■ TASK DATA:
------------------------------------------------------------------------

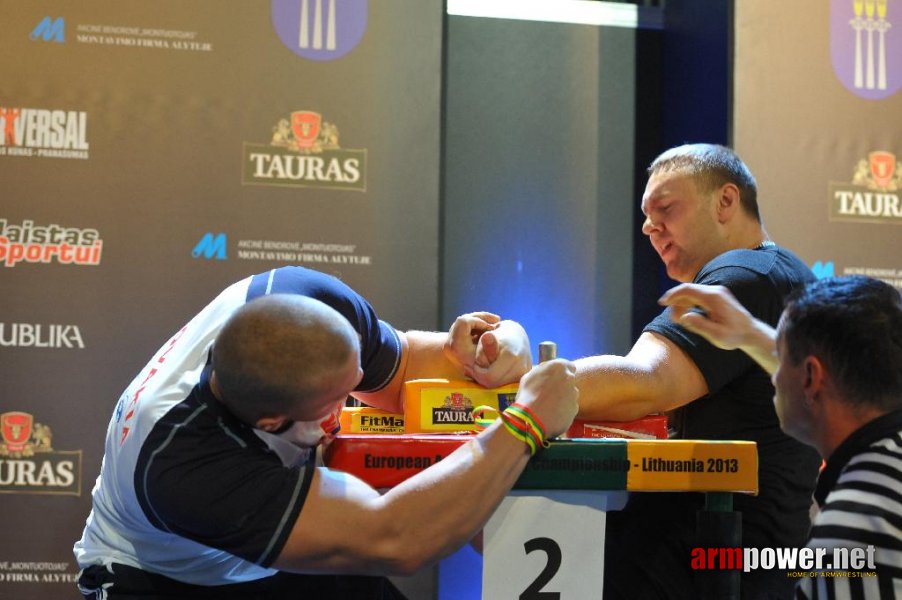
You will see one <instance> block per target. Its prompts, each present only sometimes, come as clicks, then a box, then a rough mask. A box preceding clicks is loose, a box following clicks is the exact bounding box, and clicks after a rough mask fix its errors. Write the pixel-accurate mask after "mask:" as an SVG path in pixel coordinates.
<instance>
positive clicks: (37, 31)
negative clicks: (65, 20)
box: [29, 17, 66, 44]
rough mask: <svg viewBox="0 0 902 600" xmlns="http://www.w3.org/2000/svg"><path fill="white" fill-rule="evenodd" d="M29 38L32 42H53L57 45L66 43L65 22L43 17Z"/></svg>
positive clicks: (61, 19)
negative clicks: (37, 39)
mask: <svg viewBox="0 0 902 600" xmlns="http://www.w3.org/2000/svg"><path fill="white" fill-rule="evenodd" d="M29 37H30V38H31V39H32V40H37V39H43V40H44V41H45V42H49V41H50V40H53V41H55V42H56V43H57V44H62V43H63V42H65V41H66V21H65V20H64V19H63V18H62V17H57V18H56V19H51V18H50V17H44V18H43V19H42V20H41V22H40V23H38V25H37V27H35V28H34V29H33V30H32V32H31V35H30V36H29Z"/></svg>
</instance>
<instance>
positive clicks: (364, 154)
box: [242, 110, 366, 191]
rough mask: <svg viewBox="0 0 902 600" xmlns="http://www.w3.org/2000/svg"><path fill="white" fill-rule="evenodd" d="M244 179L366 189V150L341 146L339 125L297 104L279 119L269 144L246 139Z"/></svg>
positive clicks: (242, 173)
mask: <svg viewBox="0 0 902 600" xmlns="http://www.w3.org/2000/svg"><path fill="white" fill-rule="evenodd" d="M242 183H245V184H257V185H286V186H297V187H321V188H333V189H346V190H357V191H365V190H366V150H365V149H359V150H351V149H342V147H341V145H340V144H339V131H338V126H337V125H335V124H334V123H331V122H328V121H325V120H323V118H322V115H321V114H320V113H317V112H314V111H310V110H296V111H294V112H292V113H291V114H290V115H288V117H284V118H281V119H279V121H278V122H277V123H276V124H275V125H274V126H273V128H272V137H271V139H270V143H269V144H268V145H264V144H248V143H245V144H244V169H243V173H242Z"/></svg>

------------------------------------------------------------------------

■ WORK TO BE COMPLETED: Set down, exactly as they stand above, the lines starting with the line with "box: [29, 17, 66, 44]" and going on through the line with "positive clicks: (61, 19)", and no others.

■ FINISHED TASK:
box: [29, 17, 66, 44]
rough mask: <svg viewBox="0 0 902 600" xmlns="http://www.w3.org/2000/svg"><path fill="white" fill-rule="evenodd" d="M29 38L32 42H53L57 45L66 43L65 22L43 17Z"/></svg>
positive clicks: (61, 19)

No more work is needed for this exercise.